● **EXERCISE PROMPT**
Write the next part of the text on protecting girls from genital mutilation and forced marriage, starting right after its last sentence.

[TEXT SEGMENT Boundary: Start]

Protecting & Empowering Girls


Protecting Girls from Genital Mutilation and Forced Marriage

From 2005-2008 Aang Serian, the organisation that owns Noonkodin School, led a grassroots campaign against female genital mutilation and forced marriage in eight Maasai villages. This was led by Kenyan Maasai, and later by the villagers themselves – local people looking for local solutions.

They modified the traditional rites of passage – replacing the cutting with simple washing, while keeping the special clothes, feasting and dancing. Over 100 girls have already taken part in the modified ceremonies.

This attracted a huge influx of ‘refugee’ girls and young women to Noonkodin School, escaping from FGM, forced marriage, and/or domestic violence. Although some have since returned home, most of these brave girls are still continuing their education at Noonkodin or have graduated.

Almost all the girls have been reconciled with their families, so they are no longer at risk and can go home during vacations – but their parents are still unable to pay for their education. This means that the school has to provide them with full board and lodging, tuition, stationery, medical care when needed, and even basics like toothbrushes and soap. New sponsors are urgently needed.

Many of the girls are housed in temporary buildings, which school inspectors are currently threatening to close down. Please visit our Get involved page for details of how you can help as we urgently need proper dormitories.

[TEXT SEGMENT Boundary: End]
[MATERIAL SHOWN Boundary: Start]

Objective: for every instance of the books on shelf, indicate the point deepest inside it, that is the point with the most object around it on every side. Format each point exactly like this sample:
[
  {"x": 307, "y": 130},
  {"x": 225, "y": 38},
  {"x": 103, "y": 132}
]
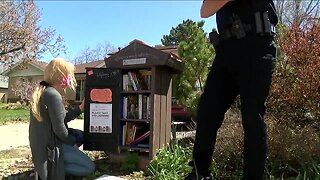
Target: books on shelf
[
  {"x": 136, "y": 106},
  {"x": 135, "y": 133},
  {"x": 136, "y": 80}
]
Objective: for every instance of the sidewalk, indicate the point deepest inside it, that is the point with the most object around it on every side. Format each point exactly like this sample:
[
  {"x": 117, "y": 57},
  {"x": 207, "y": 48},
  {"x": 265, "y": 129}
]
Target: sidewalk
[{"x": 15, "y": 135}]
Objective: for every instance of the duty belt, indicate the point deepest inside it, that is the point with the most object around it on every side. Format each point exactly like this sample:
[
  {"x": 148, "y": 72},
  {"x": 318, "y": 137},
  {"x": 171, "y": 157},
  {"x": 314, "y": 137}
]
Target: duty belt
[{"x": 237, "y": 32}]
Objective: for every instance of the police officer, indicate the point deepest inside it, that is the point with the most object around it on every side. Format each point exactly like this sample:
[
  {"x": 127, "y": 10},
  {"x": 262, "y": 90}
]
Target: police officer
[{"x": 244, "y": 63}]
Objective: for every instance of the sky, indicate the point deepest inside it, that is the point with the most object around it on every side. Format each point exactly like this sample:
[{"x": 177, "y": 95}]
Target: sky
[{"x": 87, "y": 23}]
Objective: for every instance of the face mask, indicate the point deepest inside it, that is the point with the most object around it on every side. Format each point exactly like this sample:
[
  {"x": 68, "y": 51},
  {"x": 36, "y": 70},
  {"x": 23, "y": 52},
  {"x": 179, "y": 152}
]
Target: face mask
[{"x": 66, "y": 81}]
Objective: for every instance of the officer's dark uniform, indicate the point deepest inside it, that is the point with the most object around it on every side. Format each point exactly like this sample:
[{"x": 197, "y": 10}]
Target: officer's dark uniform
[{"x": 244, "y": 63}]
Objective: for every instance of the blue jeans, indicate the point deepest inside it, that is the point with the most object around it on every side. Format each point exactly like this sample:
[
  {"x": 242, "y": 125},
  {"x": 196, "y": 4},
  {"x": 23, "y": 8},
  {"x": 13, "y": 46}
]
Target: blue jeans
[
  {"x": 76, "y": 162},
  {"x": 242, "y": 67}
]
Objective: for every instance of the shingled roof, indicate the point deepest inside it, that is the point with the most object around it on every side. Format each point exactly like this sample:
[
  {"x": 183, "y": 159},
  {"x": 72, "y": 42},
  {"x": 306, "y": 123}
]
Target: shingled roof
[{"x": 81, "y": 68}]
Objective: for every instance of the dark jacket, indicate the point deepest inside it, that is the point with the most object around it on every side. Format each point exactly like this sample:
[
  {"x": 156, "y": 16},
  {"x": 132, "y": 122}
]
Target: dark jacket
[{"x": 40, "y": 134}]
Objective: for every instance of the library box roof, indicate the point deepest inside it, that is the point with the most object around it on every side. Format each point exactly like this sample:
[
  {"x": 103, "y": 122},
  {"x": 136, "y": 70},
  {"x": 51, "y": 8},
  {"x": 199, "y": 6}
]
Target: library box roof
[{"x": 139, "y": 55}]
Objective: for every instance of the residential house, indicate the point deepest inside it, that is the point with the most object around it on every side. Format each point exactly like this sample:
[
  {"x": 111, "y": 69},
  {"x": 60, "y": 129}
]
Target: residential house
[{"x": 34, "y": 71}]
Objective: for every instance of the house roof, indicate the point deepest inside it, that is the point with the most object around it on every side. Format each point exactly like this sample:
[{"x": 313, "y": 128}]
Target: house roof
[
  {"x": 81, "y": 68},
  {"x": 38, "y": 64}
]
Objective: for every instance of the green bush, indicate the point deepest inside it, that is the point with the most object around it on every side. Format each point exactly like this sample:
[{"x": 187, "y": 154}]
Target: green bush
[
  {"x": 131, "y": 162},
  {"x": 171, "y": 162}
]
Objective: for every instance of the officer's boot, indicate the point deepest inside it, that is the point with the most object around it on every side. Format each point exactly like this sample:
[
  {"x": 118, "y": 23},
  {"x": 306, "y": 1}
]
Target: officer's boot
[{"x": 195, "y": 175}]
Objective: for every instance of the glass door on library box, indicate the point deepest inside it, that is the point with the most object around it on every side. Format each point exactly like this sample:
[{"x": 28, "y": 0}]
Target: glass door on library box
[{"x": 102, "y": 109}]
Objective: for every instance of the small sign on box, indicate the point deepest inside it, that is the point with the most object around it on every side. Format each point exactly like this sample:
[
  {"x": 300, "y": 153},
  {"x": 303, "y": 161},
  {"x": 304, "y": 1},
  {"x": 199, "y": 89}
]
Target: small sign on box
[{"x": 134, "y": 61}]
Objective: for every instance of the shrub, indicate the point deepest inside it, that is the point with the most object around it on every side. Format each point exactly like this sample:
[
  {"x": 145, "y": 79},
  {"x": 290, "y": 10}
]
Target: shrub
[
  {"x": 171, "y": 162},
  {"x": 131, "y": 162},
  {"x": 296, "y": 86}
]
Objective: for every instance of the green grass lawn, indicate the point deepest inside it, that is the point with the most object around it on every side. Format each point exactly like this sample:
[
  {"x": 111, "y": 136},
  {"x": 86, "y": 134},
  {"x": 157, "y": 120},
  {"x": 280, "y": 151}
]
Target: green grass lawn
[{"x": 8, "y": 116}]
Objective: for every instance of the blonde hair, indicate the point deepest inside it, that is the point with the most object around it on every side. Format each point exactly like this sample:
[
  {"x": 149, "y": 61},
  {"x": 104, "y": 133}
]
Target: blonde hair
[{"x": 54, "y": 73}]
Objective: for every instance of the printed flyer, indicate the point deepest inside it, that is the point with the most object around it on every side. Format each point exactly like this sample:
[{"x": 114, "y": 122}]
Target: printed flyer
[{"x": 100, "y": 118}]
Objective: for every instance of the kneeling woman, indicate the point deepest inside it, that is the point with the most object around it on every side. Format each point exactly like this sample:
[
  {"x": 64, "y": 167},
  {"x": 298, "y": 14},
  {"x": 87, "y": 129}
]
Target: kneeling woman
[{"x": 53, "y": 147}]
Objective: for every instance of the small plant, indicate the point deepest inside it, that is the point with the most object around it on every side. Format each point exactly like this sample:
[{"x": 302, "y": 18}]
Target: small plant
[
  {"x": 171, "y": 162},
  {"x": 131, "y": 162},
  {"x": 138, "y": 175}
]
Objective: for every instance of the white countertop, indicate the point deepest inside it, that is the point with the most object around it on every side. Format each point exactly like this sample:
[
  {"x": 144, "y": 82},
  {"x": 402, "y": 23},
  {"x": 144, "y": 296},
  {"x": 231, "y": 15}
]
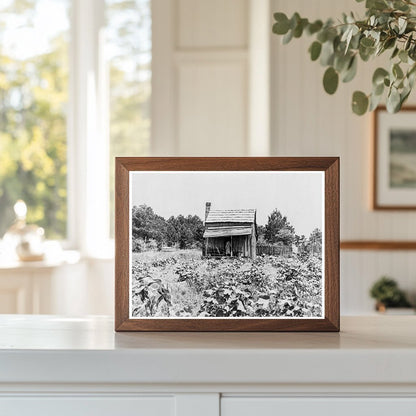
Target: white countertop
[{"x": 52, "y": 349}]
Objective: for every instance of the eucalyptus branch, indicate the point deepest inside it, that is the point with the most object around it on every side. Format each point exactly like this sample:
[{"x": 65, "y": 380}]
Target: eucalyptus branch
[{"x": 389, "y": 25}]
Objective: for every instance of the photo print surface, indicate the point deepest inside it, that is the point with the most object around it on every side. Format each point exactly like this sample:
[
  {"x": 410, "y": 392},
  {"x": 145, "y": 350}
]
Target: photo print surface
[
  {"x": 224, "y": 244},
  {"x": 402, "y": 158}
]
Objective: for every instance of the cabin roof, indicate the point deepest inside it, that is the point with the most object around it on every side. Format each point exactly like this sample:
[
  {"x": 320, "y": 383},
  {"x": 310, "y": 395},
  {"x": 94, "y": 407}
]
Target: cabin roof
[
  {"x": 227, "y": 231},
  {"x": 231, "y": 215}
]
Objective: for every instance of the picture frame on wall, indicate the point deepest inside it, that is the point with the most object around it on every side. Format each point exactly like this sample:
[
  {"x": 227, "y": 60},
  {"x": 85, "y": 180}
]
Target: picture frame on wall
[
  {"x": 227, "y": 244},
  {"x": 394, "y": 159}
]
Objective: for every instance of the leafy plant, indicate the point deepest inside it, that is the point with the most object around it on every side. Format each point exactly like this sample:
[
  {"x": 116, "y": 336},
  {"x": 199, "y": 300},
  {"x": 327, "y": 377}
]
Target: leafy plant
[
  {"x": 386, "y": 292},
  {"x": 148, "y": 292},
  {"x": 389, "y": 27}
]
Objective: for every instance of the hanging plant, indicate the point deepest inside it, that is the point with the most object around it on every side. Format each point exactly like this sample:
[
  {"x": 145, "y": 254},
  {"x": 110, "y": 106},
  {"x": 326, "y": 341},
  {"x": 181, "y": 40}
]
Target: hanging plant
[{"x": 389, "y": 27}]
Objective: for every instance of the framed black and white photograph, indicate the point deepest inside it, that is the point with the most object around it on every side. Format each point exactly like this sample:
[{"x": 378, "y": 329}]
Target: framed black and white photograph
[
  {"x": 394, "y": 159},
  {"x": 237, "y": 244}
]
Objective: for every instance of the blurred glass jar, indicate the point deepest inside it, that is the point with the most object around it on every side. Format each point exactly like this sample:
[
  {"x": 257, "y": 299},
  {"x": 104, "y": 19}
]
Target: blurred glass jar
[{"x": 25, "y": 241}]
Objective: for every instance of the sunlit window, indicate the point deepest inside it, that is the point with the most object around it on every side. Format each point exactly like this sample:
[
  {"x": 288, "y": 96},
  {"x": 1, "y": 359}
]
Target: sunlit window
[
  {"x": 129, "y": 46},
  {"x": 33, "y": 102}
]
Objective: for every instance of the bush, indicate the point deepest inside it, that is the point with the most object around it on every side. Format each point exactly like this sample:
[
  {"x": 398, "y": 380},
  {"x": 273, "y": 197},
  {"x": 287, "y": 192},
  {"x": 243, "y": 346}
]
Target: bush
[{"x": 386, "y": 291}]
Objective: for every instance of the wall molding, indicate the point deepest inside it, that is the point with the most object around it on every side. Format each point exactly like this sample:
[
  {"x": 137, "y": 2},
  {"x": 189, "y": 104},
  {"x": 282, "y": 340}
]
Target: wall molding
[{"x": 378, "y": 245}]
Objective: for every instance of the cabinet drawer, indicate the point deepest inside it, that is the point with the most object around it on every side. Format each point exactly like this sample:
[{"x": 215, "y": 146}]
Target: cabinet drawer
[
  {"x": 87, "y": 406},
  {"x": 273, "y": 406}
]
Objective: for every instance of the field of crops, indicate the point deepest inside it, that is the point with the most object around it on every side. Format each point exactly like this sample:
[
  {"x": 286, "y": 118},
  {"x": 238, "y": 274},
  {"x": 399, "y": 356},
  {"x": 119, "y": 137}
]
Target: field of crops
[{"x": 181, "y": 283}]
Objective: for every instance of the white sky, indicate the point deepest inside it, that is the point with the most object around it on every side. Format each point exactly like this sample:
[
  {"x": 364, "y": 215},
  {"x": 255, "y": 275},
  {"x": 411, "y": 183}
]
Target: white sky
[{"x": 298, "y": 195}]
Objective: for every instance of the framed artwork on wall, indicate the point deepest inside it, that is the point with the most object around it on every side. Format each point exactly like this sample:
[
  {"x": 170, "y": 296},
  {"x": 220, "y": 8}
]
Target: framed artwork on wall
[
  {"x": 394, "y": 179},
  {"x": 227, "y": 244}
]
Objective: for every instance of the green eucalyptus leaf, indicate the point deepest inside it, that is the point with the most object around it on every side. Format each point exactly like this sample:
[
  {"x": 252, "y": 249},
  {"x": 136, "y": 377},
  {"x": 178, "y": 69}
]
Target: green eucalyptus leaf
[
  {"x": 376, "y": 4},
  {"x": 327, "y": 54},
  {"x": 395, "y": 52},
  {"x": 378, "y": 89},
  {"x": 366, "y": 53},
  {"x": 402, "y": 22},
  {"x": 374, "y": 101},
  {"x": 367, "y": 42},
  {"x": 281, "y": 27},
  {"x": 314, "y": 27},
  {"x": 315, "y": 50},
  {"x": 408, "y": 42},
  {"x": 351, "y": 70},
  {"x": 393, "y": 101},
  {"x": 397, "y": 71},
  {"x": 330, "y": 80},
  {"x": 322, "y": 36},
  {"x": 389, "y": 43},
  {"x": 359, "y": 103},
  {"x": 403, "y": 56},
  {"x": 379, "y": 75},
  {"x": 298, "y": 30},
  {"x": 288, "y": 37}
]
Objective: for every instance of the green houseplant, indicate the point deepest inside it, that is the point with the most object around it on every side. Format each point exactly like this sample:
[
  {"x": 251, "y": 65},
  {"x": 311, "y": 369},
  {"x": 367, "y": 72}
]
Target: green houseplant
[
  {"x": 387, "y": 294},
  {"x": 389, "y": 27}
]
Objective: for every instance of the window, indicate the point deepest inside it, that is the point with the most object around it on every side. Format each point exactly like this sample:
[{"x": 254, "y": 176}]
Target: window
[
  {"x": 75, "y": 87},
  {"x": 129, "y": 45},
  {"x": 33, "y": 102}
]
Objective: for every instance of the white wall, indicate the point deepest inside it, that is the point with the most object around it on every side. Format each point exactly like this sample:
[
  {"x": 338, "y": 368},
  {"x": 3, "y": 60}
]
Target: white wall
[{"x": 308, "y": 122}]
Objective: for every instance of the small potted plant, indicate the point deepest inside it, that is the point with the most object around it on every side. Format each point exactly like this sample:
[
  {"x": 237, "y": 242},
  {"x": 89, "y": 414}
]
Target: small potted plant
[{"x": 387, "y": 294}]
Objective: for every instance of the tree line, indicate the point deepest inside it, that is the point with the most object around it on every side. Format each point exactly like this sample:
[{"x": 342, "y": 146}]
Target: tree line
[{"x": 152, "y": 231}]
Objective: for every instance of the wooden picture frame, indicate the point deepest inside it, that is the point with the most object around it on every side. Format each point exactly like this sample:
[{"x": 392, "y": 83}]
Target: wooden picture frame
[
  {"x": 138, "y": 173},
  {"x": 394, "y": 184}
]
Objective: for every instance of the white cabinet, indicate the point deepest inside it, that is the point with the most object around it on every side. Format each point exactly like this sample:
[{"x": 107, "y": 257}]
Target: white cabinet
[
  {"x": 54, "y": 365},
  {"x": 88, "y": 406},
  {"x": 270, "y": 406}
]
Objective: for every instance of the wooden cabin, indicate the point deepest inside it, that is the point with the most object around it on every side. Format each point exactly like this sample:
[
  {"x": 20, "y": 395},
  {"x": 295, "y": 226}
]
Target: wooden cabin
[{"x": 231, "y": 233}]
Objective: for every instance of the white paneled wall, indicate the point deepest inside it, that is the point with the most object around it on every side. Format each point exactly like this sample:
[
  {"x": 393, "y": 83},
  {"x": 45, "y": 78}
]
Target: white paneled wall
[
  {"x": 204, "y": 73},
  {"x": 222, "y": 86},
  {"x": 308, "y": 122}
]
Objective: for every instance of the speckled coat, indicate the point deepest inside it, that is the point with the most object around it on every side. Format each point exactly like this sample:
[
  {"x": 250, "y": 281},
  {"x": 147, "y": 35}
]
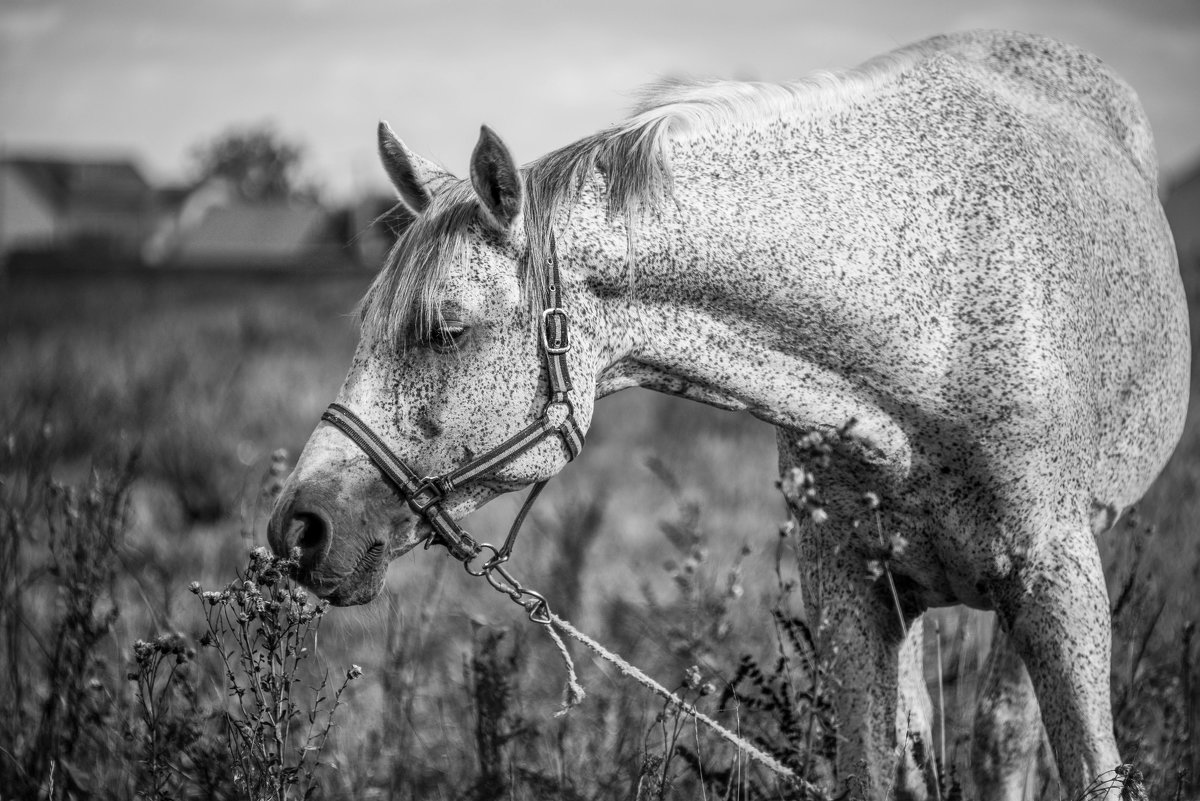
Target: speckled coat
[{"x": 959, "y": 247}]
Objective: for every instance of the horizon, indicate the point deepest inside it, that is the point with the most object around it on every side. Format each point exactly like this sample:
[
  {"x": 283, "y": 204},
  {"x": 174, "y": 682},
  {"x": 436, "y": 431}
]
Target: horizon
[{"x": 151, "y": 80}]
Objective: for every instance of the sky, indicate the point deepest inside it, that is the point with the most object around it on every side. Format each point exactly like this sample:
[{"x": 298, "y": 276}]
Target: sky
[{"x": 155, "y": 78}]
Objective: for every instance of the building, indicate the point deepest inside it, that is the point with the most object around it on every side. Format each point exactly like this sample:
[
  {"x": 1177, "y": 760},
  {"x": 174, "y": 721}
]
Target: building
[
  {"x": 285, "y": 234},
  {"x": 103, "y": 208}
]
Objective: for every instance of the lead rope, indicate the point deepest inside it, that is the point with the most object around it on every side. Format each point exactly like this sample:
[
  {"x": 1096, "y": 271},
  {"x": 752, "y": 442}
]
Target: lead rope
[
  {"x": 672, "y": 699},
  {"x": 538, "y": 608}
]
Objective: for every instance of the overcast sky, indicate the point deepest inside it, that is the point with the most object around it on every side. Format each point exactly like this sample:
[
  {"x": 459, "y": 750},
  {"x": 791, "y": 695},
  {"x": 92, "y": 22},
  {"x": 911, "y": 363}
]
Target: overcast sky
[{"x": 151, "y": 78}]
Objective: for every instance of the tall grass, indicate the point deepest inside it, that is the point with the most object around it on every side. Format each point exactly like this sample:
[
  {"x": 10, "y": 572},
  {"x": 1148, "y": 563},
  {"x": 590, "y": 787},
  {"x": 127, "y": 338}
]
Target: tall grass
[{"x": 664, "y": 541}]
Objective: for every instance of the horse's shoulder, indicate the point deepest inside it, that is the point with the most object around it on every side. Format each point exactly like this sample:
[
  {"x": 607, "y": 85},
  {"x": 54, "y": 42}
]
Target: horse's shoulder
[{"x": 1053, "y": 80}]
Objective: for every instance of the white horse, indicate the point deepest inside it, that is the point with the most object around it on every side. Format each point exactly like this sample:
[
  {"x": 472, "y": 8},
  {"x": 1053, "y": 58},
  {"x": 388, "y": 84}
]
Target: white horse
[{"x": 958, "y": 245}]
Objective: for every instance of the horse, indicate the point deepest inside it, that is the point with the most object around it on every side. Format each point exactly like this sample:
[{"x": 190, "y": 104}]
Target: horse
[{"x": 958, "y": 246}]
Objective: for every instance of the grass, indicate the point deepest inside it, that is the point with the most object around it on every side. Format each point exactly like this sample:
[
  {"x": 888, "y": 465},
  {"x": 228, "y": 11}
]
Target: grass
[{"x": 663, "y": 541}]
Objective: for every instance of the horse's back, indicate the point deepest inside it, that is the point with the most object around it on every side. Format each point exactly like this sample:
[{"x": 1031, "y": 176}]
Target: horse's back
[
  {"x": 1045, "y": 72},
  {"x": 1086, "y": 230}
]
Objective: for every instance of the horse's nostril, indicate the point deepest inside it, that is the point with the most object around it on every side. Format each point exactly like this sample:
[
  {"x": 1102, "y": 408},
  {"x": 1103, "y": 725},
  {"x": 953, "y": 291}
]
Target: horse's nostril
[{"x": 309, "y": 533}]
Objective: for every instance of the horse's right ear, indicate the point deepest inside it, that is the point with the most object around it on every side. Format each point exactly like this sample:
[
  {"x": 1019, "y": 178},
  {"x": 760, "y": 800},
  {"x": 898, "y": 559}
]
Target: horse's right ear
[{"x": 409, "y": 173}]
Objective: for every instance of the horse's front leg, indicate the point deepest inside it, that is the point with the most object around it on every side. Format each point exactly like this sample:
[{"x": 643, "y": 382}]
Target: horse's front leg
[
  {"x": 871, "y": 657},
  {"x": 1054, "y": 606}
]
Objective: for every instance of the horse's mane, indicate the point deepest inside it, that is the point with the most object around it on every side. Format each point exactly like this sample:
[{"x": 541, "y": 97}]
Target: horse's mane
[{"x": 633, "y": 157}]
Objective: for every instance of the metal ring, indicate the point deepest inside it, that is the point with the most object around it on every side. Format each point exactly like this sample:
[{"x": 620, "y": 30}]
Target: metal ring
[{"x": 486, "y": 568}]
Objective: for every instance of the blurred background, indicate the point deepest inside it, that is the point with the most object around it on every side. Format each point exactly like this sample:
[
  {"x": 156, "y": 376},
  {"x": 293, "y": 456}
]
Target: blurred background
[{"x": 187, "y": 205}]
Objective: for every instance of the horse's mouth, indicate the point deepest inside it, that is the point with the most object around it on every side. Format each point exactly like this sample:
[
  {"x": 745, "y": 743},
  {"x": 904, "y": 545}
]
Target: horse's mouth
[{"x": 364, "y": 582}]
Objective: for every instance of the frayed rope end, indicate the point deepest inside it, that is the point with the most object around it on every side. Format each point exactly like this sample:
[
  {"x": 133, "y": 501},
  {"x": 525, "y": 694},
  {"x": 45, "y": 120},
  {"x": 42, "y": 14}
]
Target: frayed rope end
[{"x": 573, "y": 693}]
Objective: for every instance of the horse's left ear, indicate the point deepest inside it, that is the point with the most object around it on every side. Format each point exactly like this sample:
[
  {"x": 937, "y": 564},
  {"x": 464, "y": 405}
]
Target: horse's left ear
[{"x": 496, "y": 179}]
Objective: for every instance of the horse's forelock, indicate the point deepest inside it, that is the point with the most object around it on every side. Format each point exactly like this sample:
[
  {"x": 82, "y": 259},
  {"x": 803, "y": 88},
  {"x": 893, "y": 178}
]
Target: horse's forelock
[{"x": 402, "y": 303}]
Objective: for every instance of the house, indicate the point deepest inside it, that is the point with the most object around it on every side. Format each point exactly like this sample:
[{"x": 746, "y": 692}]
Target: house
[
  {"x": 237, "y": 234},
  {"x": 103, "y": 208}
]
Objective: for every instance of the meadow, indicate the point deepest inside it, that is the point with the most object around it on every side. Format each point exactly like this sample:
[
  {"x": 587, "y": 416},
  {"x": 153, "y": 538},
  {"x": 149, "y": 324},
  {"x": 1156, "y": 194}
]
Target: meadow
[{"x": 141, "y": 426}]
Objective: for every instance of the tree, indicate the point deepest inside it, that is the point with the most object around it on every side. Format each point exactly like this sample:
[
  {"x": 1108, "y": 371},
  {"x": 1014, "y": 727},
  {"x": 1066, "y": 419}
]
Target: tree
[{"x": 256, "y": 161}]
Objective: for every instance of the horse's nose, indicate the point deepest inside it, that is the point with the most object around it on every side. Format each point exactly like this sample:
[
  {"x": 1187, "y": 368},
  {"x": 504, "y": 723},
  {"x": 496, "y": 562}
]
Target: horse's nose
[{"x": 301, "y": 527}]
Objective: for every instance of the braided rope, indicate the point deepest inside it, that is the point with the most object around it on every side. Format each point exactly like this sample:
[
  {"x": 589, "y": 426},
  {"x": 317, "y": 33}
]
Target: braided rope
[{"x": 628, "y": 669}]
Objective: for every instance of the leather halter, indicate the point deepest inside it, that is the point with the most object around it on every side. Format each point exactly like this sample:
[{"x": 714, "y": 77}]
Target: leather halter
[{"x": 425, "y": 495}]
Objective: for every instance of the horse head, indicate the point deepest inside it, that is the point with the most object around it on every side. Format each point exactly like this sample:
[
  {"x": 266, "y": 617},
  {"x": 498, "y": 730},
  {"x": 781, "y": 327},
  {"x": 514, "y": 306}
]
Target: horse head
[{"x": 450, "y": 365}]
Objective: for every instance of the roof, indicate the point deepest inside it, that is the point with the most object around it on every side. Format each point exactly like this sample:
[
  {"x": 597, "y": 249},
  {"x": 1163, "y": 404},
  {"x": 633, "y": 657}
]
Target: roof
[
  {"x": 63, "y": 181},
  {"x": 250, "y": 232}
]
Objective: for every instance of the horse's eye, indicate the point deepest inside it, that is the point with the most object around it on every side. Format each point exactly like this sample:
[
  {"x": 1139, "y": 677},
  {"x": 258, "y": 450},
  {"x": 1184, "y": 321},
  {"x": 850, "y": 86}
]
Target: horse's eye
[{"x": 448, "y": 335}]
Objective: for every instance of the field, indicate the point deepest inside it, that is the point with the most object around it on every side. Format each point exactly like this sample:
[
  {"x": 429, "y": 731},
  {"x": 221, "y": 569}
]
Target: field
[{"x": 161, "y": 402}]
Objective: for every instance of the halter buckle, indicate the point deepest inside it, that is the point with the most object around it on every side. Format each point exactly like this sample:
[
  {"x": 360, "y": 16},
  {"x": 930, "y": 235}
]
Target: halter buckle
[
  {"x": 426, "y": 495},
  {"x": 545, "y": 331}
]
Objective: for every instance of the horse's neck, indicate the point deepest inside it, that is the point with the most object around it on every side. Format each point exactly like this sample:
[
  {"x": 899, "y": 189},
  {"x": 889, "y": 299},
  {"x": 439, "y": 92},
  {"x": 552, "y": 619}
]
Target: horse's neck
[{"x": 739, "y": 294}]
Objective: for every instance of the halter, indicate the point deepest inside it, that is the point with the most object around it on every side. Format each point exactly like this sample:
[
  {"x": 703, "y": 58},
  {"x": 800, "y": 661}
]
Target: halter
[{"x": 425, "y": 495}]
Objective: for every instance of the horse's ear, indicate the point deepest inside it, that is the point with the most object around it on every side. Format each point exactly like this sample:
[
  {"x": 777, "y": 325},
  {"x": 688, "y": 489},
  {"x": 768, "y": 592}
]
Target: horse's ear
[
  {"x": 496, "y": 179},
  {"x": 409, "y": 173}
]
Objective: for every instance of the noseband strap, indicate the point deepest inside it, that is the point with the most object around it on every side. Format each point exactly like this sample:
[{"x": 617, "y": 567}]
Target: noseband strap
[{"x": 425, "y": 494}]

[MATERIAL SHOWN Boundary: End]

● **ANSWER FOR THE TASK**
Noonkodin4Gender Equality Training

Gender equality is a very high priority at Noonkodin School. It is promoted through “Equal Wings”, a special programme for all Form 2 students (age 16+). Male and female students learn about gender stereotypes, non-violent relationships, and the benefits that men can gain from promoting women’s empowerment.

“Equal Wings” is based on the idea that humanity is like a bird with two wings, one representing men and the other women. Until they are equal in strength, the bird cannot fly. Thus, while women are oppressed, men can’t achieve their true potential – giving even the toughest Maasai warriors an incentive to take equality seriously!

A recent evaluation, conducted by a Masters student from London, showed that ‘Equal Wings’ makes a real difference, especially in the attitudes of boys and young men.